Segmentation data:
-=-=-=-=-
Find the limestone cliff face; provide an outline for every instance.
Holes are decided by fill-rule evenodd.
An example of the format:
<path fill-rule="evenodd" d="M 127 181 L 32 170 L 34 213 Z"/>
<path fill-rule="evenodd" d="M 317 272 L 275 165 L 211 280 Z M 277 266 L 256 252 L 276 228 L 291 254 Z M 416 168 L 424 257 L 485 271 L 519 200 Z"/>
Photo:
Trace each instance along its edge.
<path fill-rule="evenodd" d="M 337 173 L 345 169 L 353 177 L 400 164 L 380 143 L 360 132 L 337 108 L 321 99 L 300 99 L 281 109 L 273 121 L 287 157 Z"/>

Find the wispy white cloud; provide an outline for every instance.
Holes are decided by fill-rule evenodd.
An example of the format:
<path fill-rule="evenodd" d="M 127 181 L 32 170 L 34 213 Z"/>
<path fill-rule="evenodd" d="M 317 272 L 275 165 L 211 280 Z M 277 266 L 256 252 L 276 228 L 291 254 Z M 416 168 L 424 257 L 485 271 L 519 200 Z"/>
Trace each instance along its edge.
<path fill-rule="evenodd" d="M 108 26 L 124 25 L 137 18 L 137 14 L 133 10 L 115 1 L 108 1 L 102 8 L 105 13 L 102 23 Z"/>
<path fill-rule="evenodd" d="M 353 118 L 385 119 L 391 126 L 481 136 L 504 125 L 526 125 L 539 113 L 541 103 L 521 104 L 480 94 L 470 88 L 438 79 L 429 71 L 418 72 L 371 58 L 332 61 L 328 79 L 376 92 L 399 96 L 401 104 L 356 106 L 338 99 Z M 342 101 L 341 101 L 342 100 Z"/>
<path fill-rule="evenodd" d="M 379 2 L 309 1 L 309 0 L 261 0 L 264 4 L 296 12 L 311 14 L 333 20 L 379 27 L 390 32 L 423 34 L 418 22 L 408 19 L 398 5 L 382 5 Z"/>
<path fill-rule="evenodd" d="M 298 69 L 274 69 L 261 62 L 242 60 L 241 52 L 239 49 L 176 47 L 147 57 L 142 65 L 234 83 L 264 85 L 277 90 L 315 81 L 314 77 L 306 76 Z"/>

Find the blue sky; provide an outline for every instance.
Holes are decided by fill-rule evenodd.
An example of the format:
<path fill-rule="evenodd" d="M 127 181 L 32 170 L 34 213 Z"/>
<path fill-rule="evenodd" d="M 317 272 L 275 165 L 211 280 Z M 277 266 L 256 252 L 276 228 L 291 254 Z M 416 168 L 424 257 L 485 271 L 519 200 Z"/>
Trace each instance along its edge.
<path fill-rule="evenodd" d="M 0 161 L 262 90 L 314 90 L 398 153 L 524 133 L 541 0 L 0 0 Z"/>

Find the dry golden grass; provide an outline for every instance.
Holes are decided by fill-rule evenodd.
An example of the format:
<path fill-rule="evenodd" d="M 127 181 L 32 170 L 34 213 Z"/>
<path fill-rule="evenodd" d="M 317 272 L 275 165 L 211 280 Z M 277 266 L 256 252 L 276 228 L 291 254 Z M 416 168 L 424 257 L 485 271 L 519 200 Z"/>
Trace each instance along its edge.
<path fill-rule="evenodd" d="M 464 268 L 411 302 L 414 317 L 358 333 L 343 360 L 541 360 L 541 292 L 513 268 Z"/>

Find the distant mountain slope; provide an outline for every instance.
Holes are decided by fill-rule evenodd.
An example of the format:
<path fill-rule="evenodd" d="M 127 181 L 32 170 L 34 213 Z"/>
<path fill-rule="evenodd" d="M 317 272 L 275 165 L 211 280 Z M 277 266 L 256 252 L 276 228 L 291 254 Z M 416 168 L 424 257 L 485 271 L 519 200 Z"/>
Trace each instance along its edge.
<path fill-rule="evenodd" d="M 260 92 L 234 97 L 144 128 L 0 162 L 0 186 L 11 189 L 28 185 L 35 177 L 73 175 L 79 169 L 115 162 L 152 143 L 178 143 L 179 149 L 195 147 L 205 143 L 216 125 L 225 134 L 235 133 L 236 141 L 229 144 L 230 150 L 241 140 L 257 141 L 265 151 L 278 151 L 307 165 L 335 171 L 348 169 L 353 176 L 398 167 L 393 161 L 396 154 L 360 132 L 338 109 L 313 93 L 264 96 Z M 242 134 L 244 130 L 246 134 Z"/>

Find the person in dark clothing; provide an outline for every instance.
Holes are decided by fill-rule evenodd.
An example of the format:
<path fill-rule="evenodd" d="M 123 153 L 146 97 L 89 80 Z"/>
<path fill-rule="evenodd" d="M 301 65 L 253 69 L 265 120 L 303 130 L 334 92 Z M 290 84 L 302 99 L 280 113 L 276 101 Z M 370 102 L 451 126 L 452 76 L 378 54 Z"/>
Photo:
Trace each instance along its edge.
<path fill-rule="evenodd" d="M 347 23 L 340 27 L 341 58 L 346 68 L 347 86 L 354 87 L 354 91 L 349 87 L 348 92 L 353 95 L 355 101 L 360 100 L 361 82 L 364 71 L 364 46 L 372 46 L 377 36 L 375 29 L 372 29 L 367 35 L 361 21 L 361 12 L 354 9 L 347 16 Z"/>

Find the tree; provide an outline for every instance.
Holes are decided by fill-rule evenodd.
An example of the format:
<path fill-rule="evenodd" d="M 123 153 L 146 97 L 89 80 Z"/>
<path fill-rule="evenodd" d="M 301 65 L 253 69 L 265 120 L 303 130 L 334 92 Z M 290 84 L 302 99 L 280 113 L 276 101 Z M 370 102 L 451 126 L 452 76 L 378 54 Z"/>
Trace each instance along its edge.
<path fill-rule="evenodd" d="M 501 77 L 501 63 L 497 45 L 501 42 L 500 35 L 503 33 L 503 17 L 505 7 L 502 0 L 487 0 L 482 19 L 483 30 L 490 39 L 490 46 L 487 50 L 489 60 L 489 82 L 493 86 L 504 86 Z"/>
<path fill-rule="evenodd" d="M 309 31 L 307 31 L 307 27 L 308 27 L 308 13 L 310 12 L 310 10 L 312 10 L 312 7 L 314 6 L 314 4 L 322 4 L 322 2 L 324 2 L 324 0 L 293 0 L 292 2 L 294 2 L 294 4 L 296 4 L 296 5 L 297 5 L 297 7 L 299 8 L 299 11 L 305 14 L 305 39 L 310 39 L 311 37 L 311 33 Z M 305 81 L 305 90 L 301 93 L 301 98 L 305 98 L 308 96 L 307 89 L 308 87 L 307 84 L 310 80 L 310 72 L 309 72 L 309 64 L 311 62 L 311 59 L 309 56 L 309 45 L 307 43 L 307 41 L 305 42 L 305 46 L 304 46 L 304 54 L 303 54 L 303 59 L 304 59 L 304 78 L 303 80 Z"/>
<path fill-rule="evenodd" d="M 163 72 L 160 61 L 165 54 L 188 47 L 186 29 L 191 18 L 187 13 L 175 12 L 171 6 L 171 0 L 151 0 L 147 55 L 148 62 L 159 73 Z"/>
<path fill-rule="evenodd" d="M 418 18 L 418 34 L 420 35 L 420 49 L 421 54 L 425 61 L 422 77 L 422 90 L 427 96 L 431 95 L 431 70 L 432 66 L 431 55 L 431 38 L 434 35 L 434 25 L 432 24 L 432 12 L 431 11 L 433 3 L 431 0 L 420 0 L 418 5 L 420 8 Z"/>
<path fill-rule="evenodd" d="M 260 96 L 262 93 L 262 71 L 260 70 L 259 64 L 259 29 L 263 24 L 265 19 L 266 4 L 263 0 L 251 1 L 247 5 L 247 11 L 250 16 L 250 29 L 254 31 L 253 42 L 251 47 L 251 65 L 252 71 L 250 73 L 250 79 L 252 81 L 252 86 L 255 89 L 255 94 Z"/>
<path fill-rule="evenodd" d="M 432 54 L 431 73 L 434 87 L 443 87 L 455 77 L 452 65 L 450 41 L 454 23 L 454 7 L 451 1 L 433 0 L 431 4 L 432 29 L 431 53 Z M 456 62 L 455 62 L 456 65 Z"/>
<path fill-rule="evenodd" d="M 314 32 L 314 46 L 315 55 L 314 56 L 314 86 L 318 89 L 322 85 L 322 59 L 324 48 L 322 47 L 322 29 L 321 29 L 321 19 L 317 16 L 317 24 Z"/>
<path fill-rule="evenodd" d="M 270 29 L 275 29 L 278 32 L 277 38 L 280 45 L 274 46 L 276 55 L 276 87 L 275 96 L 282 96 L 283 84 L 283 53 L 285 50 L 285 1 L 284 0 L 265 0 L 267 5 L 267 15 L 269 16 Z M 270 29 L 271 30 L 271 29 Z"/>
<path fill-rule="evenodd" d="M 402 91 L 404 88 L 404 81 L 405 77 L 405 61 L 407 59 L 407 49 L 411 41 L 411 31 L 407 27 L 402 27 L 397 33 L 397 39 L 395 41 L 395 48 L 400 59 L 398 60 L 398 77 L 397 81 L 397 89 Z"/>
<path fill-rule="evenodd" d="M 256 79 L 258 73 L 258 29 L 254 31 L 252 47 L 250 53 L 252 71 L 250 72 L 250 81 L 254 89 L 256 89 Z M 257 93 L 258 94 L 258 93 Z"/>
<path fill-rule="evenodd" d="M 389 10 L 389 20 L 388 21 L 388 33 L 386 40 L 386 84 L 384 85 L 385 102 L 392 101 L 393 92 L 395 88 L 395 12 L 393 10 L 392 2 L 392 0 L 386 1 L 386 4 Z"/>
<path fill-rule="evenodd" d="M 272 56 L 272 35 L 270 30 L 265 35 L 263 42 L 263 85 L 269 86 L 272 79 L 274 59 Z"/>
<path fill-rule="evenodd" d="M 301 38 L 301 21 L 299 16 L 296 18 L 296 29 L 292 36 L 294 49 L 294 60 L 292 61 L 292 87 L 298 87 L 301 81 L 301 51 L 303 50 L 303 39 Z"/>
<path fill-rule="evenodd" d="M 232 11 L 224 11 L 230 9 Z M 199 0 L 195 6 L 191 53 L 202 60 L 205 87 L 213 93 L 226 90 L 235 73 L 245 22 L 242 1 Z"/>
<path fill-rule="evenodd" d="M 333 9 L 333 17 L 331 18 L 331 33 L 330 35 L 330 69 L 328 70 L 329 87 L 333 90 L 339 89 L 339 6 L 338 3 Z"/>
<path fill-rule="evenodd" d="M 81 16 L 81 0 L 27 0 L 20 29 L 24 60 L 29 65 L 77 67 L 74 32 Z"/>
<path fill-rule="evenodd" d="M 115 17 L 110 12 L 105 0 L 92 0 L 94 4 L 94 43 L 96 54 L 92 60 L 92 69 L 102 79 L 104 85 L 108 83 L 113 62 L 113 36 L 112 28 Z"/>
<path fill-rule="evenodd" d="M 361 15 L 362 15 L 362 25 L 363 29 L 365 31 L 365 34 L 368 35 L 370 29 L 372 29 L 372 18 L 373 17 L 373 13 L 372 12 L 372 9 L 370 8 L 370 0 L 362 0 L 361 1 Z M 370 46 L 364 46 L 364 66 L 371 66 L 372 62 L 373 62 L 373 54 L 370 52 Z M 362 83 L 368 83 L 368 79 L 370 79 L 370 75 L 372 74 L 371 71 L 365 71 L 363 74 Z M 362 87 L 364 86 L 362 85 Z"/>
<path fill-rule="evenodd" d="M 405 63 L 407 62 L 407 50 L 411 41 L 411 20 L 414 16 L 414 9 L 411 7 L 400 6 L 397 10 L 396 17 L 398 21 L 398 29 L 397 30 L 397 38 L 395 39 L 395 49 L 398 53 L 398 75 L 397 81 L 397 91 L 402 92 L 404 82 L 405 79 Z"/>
-=-=-=-=-
Short task: Rewrite the data as a numbered list, starting at the first line and ending at the line that contains "337 173 L 345". Leave out any blank lines.

Complete response:
1. Find the limestone cliff face; provide an outline for every instance.
2. Holes are decided by fill-rule evenodd.
3. An example of the format:
4. <path fill-rule="evenodd" d="M 127 181 L 32 170 L 34 213 Z"/>
5. <path fill-rule="evenodd" d="M 317 272 L 275 165 L 211 280 Z M 277 266 L 256 252 L 276 228 L 291 254 Z M 416 168 L 424 257 L 485 271 L 519 200 Z"/>
6. Photo:
7. Trace each instance along its edge.
8. <path fill-rule="evenodd" d="M 337 173 L 345 169 L 353 177 L 400 164 L 380 143 L 360 132 L 337 108 L 321 99 L 300 99 L 281 109 L 273 121 L 287 157 Z"/>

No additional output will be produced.